[start]

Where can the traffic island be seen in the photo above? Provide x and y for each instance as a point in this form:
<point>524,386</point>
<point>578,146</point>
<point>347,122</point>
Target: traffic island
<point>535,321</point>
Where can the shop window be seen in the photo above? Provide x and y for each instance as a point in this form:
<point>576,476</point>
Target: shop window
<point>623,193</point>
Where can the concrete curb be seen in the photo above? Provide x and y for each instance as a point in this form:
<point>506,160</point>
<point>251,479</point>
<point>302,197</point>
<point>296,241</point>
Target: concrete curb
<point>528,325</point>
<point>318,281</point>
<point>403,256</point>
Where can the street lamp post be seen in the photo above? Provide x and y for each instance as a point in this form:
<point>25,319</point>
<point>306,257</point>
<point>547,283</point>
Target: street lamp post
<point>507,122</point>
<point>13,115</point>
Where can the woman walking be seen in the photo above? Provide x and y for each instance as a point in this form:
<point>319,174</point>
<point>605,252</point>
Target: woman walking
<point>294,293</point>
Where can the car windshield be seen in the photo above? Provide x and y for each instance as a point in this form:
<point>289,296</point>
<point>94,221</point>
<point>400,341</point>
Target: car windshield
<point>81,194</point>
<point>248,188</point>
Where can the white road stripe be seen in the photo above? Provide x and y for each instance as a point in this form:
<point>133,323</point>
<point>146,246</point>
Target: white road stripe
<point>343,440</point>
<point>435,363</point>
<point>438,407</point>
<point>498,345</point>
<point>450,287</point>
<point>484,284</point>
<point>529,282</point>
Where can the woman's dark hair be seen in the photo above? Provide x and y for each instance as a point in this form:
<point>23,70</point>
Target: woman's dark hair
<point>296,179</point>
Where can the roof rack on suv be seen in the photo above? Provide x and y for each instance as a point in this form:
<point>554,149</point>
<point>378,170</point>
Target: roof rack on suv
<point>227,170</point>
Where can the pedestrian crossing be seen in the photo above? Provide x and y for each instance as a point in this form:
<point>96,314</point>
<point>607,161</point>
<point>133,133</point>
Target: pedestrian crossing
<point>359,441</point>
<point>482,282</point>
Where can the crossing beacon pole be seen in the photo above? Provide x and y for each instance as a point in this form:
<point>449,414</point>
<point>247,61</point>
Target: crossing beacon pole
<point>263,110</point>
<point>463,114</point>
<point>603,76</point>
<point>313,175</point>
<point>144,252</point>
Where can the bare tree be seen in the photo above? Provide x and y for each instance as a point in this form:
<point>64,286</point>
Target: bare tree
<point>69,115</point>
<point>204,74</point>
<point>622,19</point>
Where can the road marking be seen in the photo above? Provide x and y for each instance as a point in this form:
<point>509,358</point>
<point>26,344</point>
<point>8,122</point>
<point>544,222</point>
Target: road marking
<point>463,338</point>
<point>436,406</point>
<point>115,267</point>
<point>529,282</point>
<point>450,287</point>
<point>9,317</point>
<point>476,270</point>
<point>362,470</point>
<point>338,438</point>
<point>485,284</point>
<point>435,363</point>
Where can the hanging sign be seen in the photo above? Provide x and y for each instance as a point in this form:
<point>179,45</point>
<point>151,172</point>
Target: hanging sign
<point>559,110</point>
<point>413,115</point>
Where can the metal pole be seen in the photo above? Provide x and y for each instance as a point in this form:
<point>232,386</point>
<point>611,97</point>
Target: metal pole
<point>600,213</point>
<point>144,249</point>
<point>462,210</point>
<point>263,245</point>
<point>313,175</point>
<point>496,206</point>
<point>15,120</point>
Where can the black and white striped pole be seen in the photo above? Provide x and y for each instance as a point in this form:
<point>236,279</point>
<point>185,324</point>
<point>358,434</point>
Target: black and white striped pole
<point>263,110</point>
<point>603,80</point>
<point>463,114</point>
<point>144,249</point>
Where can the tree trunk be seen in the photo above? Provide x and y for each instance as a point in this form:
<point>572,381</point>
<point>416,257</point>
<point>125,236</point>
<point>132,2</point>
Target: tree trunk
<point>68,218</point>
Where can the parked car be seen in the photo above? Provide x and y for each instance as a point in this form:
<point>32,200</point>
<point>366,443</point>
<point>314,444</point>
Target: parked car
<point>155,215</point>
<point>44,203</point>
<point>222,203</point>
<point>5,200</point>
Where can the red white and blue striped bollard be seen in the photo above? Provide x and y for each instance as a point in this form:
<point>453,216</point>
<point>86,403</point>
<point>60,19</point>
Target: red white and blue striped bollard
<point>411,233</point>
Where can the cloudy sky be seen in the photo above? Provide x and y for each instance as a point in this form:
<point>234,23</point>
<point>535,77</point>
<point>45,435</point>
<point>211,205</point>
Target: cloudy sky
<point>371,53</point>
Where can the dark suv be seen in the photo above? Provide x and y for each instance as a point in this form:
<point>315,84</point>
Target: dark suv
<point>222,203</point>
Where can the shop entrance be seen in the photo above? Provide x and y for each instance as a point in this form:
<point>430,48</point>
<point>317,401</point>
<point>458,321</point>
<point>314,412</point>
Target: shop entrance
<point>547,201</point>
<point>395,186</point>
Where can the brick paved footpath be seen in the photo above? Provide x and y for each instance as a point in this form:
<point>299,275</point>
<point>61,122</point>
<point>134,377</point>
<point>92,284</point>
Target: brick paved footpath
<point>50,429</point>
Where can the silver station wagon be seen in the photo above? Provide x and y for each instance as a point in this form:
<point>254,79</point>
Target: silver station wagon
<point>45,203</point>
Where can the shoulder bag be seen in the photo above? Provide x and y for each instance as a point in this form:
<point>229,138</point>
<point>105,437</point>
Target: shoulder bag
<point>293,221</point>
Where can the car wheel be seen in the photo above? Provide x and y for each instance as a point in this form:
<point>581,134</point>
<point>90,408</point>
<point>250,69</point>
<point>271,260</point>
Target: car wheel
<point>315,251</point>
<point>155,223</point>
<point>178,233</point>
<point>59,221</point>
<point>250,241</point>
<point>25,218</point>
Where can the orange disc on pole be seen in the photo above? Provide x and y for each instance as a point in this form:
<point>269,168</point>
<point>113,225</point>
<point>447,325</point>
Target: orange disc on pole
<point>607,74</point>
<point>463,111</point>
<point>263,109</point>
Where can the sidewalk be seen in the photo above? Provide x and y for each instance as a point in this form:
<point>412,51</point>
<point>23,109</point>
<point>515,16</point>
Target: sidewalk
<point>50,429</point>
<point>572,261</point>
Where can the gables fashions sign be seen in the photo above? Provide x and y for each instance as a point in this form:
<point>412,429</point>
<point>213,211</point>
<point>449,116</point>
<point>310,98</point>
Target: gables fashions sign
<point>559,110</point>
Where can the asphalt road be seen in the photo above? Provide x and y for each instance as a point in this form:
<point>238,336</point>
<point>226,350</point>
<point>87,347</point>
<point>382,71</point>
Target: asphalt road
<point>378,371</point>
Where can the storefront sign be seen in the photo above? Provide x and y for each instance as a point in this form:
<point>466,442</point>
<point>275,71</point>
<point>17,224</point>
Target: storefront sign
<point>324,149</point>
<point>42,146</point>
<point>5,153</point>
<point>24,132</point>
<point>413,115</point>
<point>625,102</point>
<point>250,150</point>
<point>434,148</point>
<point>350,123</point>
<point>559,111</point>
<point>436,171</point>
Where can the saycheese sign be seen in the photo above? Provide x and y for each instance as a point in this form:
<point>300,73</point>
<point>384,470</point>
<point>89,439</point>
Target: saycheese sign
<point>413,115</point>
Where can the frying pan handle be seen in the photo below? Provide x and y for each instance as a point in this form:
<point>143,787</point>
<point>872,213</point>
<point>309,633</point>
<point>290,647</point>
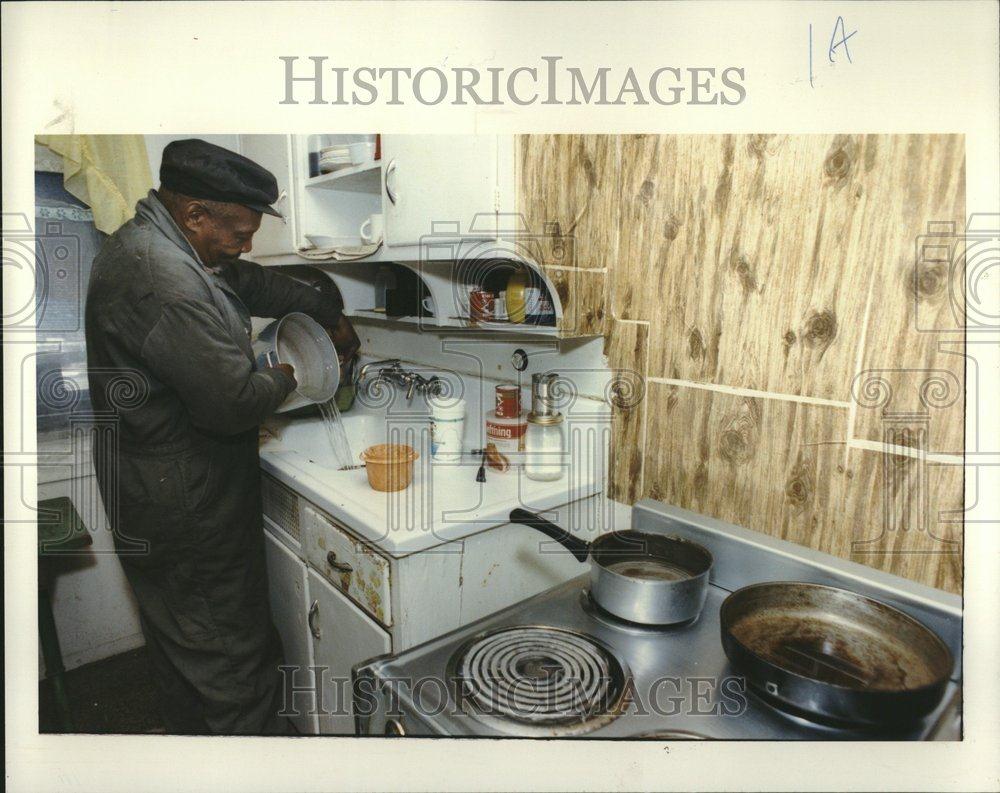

[end]

• Task to complete
Write out all of the items above word for word, leaving out the pictures.

• Final result
Where can the traffic island be seen in the photo above? Provide x and y for each instance as a point in this form:
<point>524,386</point>
<point>578,146</point>
<point>347,122</point>
Target: traffic island
<point>535,321</point>
Where can the shop window be seen in the photo above? Provide x and y for each instance as a point in this form:
<point>576,476</point>
Target: shop window
<point>623,193</point>
Where can the concrete curb be seen in the photo above? Provide x and y for each instance as a point in this form:
<point>506,160</point>
<point>251,479</point>
<point>302,197</point>
<point>296,241</point>
Target: concrete curb
<point>528,325</point>
<point>318,281</point>
<point>403,256</point>
Where can the street lamp post be seen in the photo above? Provide x and y for each instance as a point in this form:
<point>25,319</point>
<point>306,257</point>
<point>547,283</point>
Target: street lamp post
<point>507,122</point>
<point>13,115</point>
Where can the woman walking be seen in the photo above? Provide x and y for each instance as a point in this form:
<point>319,174</point>
<point>605,252</point>
Target: woman walking
<point>294,293</point>
Where can the car windshield be seen in the photo above? Provide x and y for each instance as a point in this form:
<point>289,296</point>
<point>94,221</point>
<point>400,341</point>
Target: car windshield
<point>81,194</point>
<point>248,188</point>
Where can the white road stripe be seen in the photo above? Provide x and y for each instance as a point in this form:
<point>133,323</point>
<point>146,246</point>
Target: white road stripe
<point>343,440</point>
<point>435,363</point>
<point>438,407</point>
<point>498,345</point>
<point>450,287</point>
<point>484,284</point>
<point>529,282</point>
Where can the woman's dark hair be seen in the photo above? Provide x and y for each instance as a point in this form:
<point>23,70</point>
Target: woman's dark hair
<point>296,179</point>
Where can the roof rack on suv be seen in the photo above? Provide x and y for each instance as a point in this form:
<point>554,149</point>
<point>378,170</point>
Target: roof rack on suv
<point>227,170</point>
Where can the pedestrian crossing be seen in the photo above? Provide x and y for each instance as a point in this form:
<point>96,314</point>
<point>607,161</point>
<point>133,133</point>
Target: pedestrian crossing
<point>359,441</point>
<point>482,282</point>
Where can the crossing beacon pole be seen in the photo above? Provide x and y for each instance as a point in this form:
<point>449,414</point>
<point>247,61</point>
Target: crossing beacon pole
<point>263,110</point>
<point>463,114</point>
<point>603,76</point>
<point>313,175</point>
<point>144,252</point>
Where can the bare tree be seen in the photo above? Provide x and y for each instance as a point in this form:
<point>64,286</point>
Target: bare tree
<point>69,115</point>
<point>204,74</point>
<point>622,19</point>
Where can the road marking be seen in the photo above? Provide x and y for each instance as a point in this form:
<point>509,358</point>
<point>26,344</point>
<point>8,122</point>
<point>544,222</point>
Target: road marking
<point>463,338</point>
<point>436,406</point>
<point>115,267</point>
<point>529,282</point>
<point>450,287</point>
<point>9,317</point>
<point>476,270</point>
<point>362,470</point>
<point>338,438</point>
<point>485,284</point>
<point>435,363</point>
Where can the hanging sign be seen in the photo above? Provide x and y for each instance as a point in this form:
<point>179,45</point>
<point>151,172</point>
Target: hanging sign
<point>559,110</point>
<point>413,115</point>
Where can the metal pole be seen in the photo above? Provide x and y for each instance as a point in this form:
<point>232,386</point>
<point>611,97</point>
Target: metal pole
<point>600,213</point>
<point>144,249</point>
<point>462,210</point>
<point>263,245</point>
<point>313,175</point>
<point>496,206</point>
<point>15,120</point>
Where can the black and white striped pole be seen in the photo above? Provide x and y for each instance as a point in this form:
<point>236,279</point>
<point>185,324</point>
<point>358,434</point>
Target: black and white striped pole
<point>263,110</point>
<point>603,80</point>
<point>463,114</point>
<point>144,249</point>
Where can the tree trunk be seen in the photo above? Provide x and y for each instance as a point in this form:
<point>572,381</point>
<point>416,257</point>
<point>125,236</point>
<point>132,2</point>
Target: tree trunk
<point>68,218</point>
Where can the parked car be seen in the photo above? Provide x and y for each instance as a point in this form:
<point>32,200</point>
<point>366,443</point>
<point>314,444</point>
Target: parked car
<point>155,215</point>
<point>44,203</point>
<point>222,203</point>
<point>5,200</point>
Where can the red white and blue striped bollard be seen in the photo above? Provide x and y for each instance as a point in this form:
<point>453,216</point>
<point>86,403</point>
<point>60,19</point>
Target: red white and blue striped bollard
<point>411,233</point>
Where can the cloudy sky be seen in the photo above? Provide x and y for each instance as a point in this form:
<point>234,23</point>
<point>535,77</point>
<point>45,435</point>
<point>211,205</point>
Target: cloudy sky
<point>371,53</point>
Where can the dark suv be seen in the photo above? Provide x and y for each instance as a point in this form:
<point>315,84</point>
Target: dark suv
<point>222,203</point>
Where can the shop entrance be seen in the photo above? Provide x and y for each instance as a point in this form:
<point>430,48</point>
<point>317,401</point>
<point>458,321</point>
<point>314,412</point>
Target: shop entrance
<point>547,201</point>
<point>395,186</point>
Where can the brick paved footpath be seen in the photo above? Provide x and y for each instance as a point in this form:
<point>299,275</point>
<point>61,122</point>
<point>134,377</point>
<point>92,284</point>
Target: brick paved footpath
<point>50,429</point>
Where can the silver station wagon be seen in the photo above? Provide x and y for each instance as a point in this form:
<point>254,79</point>
Target: silver station wagon
<point>45,203</point>
Where can the shoulder bag be seen in the photo above? Provide x and y for each instance as a point in this form:
<point>229,138</point>
<point>105,437</point>
Target: shoulder bag
<point>293,221</point>
Where can the car wheel be seen in the photo above? Provide x and y for each instance as a point in this form:
<point>581,134</point>
<point>90,408</point>
<point>250,69</point>
<point>271,260</point>
Target: car wheel
<point>315,251</point>
<point>155,223</point>
<point>178,233</point>
<point>59,221</point>
<point>250,241</point>
<point>25,218</point>
Where can the orange disc on pole be seen in the photo above? Provide x and y for each instance as a point in this form:
<point>269,168</point>
<point>113,225</point>
<point>447,325</point>
Target: orange disc on pole
<point>607,74</point>
<point>463,111</point>
<point>263,109</point>
Where can the sidewalk be seen in the photo above? Provide x and y for each instance as a point in this form:
<point>412,51</point>
<point>23,109</point>
<point>515,16</point>
Target: sidewalk
<point>50,429</point>
<point>572,261</point>
Where can the gables fashions sign be seen in the photo above? Provide x and y for each instance as a point in this form:
<point>412,429</point>
<point>213,211</point>
<point>449,116</point>
<point>310,98</point>
Target: gables fashions sign
<point>559,110</point>
Where can the asphalt road be seen in the photo above? Provide x and y for each instance as a point in this form:
<point>238,336</point>
<point>226,350</point>
<point>87,347</point>
<point>382,71</point>
Target: asphalt road
<point>378,371</point>
Where can the storefront sign be seen in the photo above? Provide x and y for each instance as a point in this form:
<point>466,442</point>
<point>275,71</point>
<point>17,224</point>
Target: storefront sign
<point>324,149</point>
<point>42,146</point>
<point>5,153</point>
<point>24,132</point>
<point>413,115</point>
<point>625,102</point>
<point>250,150</point>
<point>434,148</point>
<point>350,123</point>
<point>559,111</point>
<point>436,171</point>
Where can the saycheese sign be seen in the photo above? Provide x and y for each instance as a point in this form:
<point>300,73</point>
<point>384,470</point>
<point>89,439</point>
Target: saycheese sign
<point>413,115</point>
Where can the frying pan handle be seen in the photo below? Provide x and y for each instance as a point in this form:
<point>143,787</point>
<point>872,213</point>
<point>309,633</point>
<point>290,647</point>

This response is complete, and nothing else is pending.